• [Work request]: Below are the entries; output exactly the lines from the one containing "[indicate] metal pole" through the final line, inclusive.

_ _ _ _

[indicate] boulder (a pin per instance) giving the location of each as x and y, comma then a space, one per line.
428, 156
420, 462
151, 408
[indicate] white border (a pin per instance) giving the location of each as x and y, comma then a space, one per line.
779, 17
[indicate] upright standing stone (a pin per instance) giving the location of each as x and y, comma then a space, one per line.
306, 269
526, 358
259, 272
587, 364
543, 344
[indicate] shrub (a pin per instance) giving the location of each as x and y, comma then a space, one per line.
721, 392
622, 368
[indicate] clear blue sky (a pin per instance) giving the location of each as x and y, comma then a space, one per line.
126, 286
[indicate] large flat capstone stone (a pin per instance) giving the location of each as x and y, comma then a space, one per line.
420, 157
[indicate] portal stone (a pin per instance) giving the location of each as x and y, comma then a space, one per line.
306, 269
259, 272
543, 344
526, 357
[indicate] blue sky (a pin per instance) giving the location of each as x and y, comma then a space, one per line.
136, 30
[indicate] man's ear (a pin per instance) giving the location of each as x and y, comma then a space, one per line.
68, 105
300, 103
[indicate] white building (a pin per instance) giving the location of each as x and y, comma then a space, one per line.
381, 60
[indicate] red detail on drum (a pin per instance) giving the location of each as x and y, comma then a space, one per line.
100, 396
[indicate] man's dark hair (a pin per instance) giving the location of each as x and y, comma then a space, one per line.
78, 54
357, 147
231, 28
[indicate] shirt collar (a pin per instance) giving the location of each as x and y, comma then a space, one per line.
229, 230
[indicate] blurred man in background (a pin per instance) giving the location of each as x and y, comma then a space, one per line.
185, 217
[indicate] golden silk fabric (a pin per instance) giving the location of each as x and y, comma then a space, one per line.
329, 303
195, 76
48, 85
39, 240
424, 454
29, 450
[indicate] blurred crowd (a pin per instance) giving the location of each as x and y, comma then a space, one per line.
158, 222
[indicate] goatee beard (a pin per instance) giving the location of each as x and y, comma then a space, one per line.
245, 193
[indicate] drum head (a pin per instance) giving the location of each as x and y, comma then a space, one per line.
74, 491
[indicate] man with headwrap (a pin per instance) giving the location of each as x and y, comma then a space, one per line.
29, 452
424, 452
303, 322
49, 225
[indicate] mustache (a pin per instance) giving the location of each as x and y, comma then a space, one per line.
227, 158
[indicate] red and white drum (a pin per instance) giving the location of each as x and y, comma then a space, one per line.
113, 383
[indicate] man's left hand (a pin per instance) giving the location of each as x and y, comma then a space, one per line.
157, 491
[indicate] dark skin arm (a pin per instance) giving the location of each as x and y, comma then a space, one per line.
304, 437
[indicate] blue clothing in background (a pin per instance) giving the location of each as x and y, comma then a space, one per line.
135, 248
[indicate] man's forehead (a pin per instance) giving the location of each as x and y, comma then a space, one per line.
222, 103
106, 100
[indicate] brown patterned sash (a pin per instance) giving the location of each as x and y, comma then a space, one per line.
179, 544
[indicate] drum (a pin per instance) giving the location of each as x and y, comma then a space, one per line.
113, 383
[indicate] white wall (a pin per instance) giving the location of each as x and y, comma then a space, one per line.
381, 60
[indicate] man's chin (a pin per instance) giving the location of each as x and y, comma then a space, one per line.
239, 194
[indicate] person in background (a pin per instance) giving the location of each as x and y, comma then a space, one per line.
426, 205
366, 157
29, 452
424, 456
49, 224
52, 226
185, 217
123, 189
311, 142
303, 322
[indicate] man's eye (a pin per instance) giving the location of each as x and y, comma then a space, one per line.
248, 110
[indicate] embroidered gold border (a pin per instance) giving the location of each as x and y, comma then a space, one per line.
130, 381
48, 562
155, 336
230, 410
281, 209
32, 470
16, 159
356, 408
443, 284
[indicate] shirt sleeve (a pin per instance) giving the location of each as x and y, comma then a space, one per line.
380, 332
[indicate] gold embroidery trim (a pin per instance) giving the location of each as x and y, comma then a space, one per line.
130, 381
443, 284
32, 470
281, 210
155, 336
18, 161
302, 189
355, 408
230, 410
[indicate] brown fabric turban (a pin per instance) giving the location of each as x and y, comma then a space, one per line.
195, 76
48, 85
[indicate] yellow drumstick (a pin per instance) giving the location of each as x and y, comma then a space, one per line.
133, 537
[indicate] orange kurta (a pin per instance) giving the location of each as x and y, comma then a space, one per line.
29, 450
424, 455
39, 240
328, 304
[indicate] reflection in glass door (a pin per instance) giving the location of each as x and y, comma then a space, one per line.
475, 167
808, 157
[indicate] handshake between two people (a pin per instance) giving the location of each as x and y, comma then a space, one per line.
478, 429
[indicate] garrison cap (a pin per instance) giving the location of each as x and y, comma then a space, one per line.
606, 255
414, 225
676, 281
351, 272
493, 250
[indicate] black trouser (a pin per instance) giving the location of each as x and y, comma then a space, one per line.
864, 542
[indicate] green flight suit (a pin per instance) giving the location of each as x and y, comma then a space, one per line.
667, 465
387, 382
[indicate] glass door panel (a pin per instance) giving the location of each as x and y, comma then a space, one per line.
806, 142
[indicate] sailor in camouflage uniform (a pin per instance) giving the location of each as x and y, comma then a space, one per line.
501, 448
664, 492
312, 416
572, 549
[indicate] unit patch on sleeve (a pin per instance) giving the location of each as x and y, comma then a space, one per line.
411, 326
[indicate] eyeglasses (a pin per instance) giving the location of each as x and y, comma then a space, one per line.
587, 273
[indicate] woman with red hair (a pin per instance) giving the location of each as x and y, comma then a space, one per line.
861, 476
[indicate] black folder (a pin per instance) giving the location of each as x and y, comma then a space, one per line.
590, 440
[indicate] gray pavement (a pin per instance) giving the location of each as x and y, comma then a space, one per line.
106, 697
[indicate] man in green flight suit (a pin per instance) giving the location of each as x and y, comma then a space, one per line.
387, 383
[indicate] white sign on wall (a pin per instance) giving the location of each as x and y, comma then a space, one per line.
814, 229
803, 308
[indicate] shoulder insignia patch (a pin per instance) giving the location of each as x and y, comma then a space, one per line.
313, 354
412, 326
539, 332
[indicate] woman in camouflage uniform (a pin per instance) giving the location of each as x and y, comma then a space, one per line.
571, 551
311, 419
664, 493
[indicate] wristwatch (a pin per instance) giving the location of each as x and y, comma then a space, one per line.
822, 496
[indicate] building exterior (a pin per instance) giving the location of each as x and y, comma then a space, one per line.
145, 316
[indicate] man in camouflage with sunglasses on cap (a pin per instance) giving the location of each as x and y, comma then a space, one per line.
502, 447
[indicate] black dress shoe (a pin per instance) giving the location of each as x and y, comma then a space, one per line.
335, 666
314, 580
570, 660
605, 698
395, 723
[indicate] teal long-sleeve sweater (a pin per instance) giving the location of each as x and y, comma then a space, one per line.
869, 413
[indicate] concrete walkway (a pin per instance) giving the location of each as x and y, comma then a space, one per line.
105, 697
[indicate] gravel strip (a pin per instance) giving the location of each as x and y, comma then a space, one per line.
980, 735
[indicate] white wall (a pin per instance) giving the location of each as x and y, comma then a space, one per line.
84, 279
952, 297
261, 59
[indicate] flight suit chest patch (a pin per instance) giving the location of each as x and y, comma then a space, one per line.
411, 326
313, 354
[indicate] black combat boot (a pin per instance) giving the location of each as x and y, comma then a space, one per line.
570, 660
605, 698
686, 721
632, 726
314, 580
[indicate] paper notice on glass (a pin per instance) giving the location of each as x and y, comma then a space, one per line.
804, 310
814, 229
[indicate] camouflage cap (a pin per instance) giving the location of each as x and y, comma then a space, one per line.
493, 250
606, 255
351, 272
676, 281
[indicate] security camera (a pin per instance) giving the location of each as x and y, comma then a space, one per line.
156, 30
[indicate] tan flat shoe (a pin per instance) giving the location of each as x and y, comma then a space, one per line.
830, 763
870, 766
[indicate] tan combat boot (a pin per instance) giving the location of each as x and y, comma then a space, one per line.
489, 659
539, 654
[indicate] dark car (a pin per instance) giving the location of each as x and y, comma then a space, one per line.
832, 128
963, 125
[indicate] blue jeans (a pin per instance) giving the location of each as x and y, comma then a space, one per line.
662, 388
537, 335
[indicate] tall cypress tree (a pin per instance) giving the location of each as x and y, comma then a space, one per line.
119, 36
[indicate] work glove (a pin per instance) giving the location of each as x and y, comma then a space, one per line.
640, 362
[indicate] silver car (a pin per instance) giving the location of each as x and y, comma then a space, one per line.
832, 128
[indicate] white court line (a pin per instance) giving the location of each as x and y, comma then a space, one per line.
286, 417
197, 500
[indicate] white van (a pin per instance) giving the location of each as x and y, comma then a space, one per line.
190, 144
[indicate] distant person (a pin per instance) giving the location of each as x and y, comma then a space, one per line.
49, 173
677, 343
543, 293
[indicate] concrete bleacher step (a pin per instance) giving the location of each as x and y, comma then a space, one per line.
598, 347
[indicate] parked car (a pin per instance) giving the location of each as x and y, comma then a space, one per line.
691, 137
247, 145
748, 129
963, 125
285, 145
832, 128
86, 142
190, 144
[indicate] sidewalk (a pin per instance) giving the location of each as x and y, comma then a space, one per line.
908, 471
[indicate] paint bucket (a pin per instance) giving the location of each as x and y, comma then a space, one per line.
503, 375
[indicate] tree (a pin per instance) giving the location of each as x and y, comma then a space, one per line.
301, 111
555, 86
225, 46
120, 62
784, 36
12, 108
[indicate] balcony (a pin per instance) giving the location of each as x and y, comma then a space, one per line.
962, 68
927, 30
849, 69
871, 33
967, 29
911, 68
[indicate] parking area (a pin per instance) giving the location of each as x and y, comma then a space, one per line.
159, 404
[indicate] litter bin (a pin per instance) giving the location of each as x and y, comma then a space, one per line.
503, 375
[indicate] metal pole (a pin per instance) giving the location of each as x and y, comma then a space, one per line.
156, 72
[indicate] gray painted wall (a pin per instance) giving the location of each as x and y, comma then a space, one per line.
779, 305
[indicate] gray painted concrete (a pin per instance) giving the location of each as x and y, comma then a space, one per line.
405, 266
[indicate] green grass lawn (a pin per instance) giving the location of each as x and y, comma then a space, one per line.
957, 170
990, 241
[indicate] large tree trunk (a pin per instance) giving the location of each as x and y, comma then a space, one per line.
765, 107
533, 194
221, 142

_ _ _ _

• [Task response]:
[indicate] metal pole (a pin per instance) giving the location of each as x and y, comma then a space, one per line.
156, 72
[indicate] gray painted wall (a pin per instance) giving the location of each as x and y, comma then a space, one per line.
779, 305
[indicate] gray painted concrete (a pin per instance) giving the location of each as x and y, comma then a space, one per line.
405, 266
[indicate] green grass lawn (a pin per instance) giving the location of each as x and y, comma then a space, one per line.
957, 170
990, 241
[indicate] large tree trunk (a pin per instance) giving the location of each as x and y, comma then a space, one per line.
765, 107
533, 194
221, 142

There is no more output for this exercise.